SOURCE EXTRACT:
⟨
Nemos Twig Introduction
A quadcopter frame reviewed by UAVFutures recently caught my eye. It is an extremely compact and lightweight frame called from the Twig. It is produced and sold by an online quadcopter shop running out of Australia for the extremely reasonable price of $50AUD.
The Twig drew me in because it looks to be the absolute lightest frame design that is technically possible while still running 5″ props and full-sized motors. Every non-essential millimeter of carbon has been shaved off of the frame. I have been working on the concept of an racing miniquad that incorporates modifications which clean up the aerodynamic profile so that it operates more like an airplane in forward flight than a helicopter. I think with it’s already slim form and cheap cost, the Twig is the perfect platform for experimentation with this concept. But that’s a story for a future article – first I have to build this thing.
Before we dive in, I want to put forth a warning. If you are getting into the hobby – for the love of god do not buy or build this quadcopter. This quadcopter is designed to be light and nothing else. It is going to break in horrible ways every time you have a “moderate” crash. It has been shown that light weight doesn’t even make your average FPV racer faster due to the limitations of FPV camera angles. Get an Alien, an Armattan, a Flynoceros – anything else! Check out our frame guide. This frame is truly just a “fun” frame for experimentation of the bleeding edge of what’s possible with light weight. Also, if you’re looking to learn how to build a miniquad – you’re in the wrong place! Check out our detailed guide for that here.
Here are the parts I am using for this build:
Frame – Nemos Twig Quadcopter
Motors – E-max RS2205S 2600kV
ESC – RacerStar 30A 4-in-1
Flight Controller – OmniBus F4 / Betaflight F4
FPV Camera – Foxeer HS1177
VTX – ImmersionRC Tramp
RX – LemonRX Diversity RX
With such a compact build, the parts you can use are pretty restricted. Integrated components is the key. If you want an OSD or a PDB – it better be integrated into the flight controller. This is also the first quadcopter I have built that requires the use of a 4-in-1 ESC. The the 4-in-1 version of our current favorite ESC line, the RacerStar’s was the natural pick for this reason.
Similarly, the Omnibus F4 / BetaFlight F4 is the easy pick for flight controller. It includes a built in OSD and some of the functionality of a PDB. It supports every feature of BetaFlight you could wish for and sports an F4 processor to boot. I ordered this FC before they came out with the “pro” model which has a built in current sensor – if I could do it again I definitely would have ordered that model.
⟩
WHAT IS ASKED:
• a. Give each part named in the parts list of the Twig build article, with its component type.
• b. According to the Twig build article, what does the "pro" model of the flight controller have built in?

Source data:
⟨
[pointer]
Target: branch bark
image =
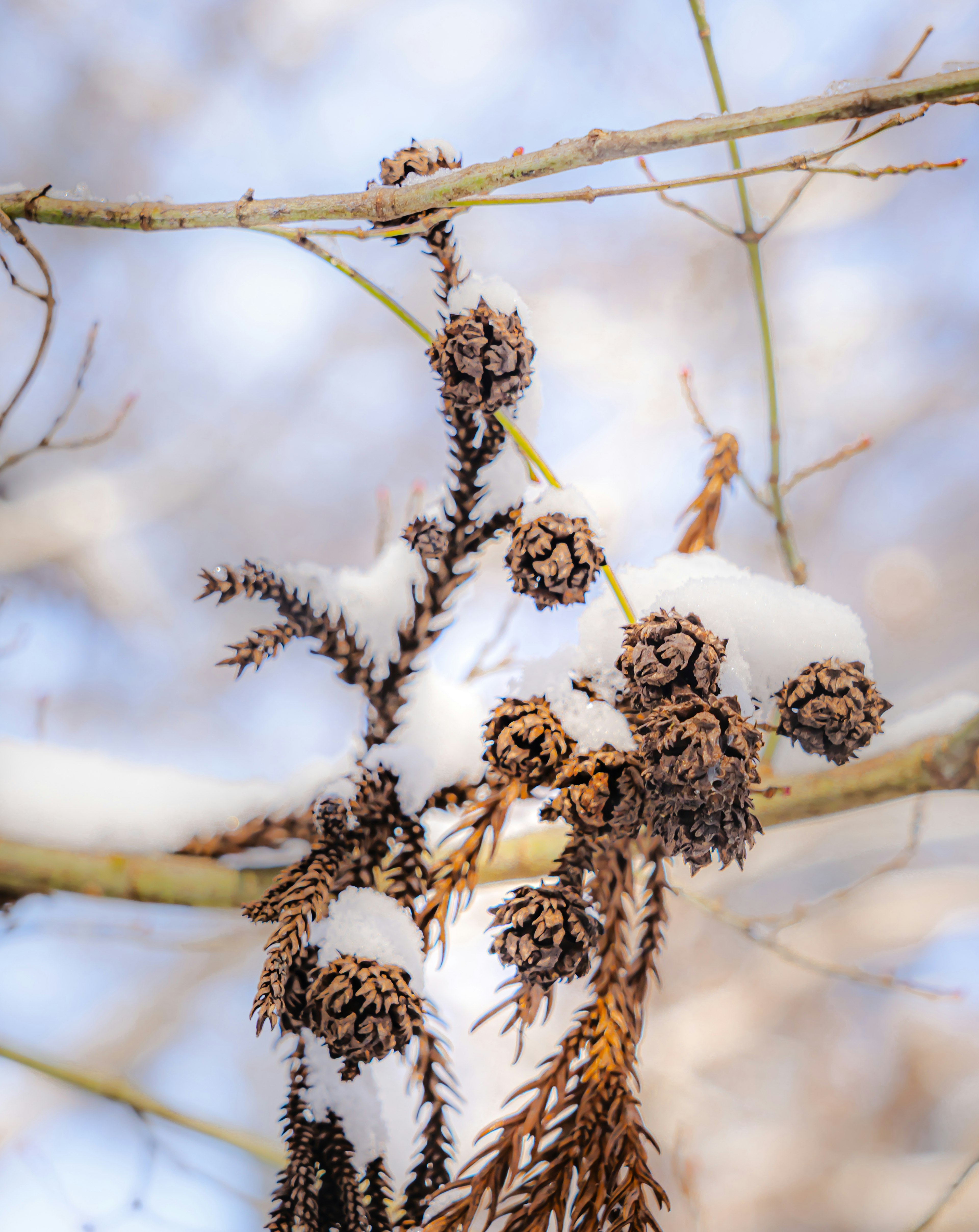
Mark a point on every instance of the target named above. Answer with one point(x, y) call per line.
point(941, 763)
point(439, 193)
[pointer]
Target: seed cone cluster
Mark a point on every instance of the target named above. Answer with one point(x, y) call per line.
point(832, 709)
point(364, 1010)
point(525, 742)
point(548, 933)
point(427, 538)
point(555, 560)
point(483, 359)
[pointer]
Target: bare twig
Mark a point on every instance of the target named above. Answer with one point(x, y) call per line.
point(124, 1092)
point(46, 297)
point(849, 451)
point(446, 192)
point(929, 1221)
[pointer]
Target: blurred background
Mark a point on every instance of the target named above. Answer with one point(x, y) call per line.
point(280, 411)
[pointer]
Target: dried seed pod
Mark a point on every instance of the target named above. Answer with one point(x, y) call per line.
point(364, 1010)
point(832, 709)
point(427, 538)
point(525, 742)
point(600, 794)
point(417, 159)
point(665, 650)
point(722, 825)
point(699, 751)
point(555, 560)
point(483, 359)
point(548, 933)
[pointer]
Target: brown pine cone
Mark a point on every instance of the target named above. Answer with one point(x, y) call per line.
point(600, 794)
point(525, 742)
point(667, 650)
point(483, 359)
point(722, 825)
point(699, 751)
point(550, 933)
point(832, 709)
point(363, 1011)
point(413, 158)
point(555, 560)
point(427, 538)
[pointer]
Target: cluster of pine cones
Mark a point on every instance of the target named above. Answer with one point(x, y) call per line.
point(689, 780)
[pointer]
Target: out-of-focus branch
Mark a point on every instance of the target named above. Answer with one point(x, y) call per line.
point(46, 297)
point(439, 193)
point(941, 763)
point(929, 1221)
point(124, 1092)
point(849, 451)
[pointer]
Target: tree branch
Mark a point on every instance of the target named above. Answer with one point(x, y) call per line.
point(387, 205)
point(124, 1092)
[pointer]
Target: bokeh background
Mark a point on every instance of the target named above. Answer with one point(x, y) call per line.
point(276, 401)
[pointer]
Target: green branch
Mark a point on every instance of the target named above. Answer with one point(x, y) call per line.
point(387, 205)
point(124, 1092)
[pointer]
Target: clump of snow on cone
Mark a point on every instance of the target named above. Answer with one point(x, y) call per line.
point(373, 602)
point(356, 1102)
point(367, 924)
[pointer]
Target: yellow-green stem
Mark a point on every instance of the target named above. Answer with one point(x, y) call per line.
point(753, 241)
point(535, 459)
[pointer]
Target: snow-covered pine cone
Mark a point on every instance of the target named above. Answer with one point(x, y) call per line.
point(483, 359)
point(525, 742)
point(555, 560)
point(699, 751)
point(723, 825)
point(417, 159)
point(548, 933)
point(364, 1010)
point(427, 538)
point(667, 650)
point(832, 709)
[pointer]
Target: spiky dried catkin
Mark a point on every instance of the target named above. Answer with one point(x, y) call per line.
point(555, 560)
point(364, 1010)
point(667, 650)
point(525, 742)
point(440, 1093)
point(547, 933)
point(295, 900)
point(483, 359)
point(427, 538)
point(721, 469)
point(832, 709)
point(700, 761)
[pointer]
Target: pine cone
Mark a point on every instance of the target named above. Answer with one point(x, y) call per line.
point(555, 560)
point(721, 825)
point(525, 742)
point(550, 934)
point(413, 158)
point(483, 359)
point(600, 794)
point(364, 1010)
point(699, 751)
point(427, 538)
point(832, 709)
point(667, 650)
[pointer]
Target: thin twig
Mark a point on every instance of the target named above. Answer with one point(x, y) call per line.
point(752, 241)
point(849, 451)
point(386, 205)
point(305, 242)
point(124, 1092)
point(947, 1198)
point(47, 299)
point(685, 375)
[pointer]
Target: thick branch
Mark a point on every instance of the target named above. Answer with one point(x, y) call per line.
point(386, 205)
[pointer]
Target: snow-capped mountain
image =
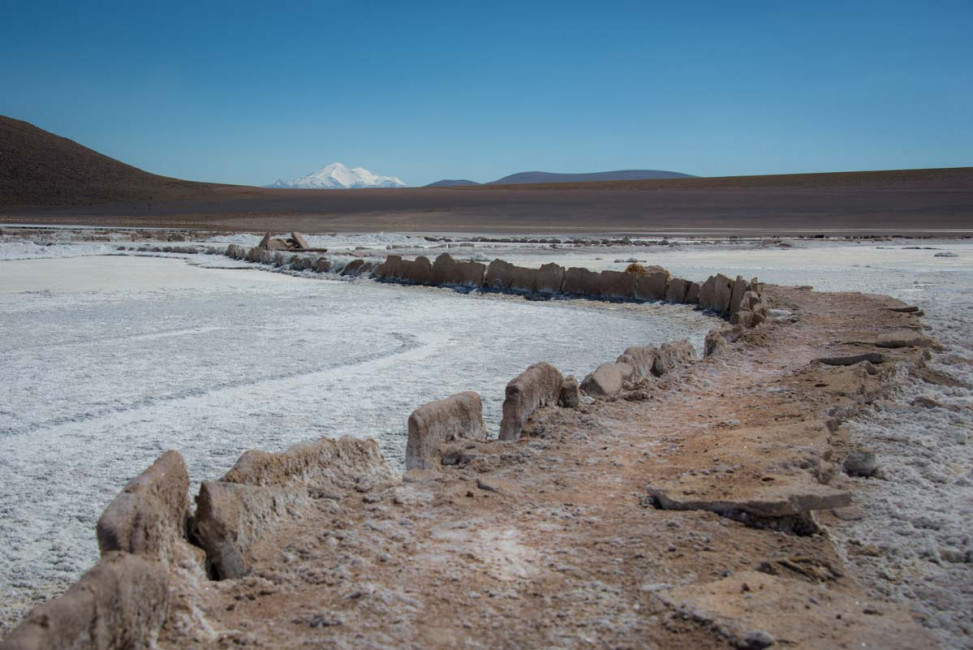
⟩
ANSWERS:
• a.
Frame: Nemos Twig Quadcopter
Motors: E-max RS2205S 2600kV
ESC: RacerStar 30A 4-in-1
Flight Controller: OmniBus F4 / Betaflight F4
FPV Camera: Foxeer HS1177
VTX: ImmersionRC Tramp
RX: LemonRX Diversity RX

• b. A current sensor.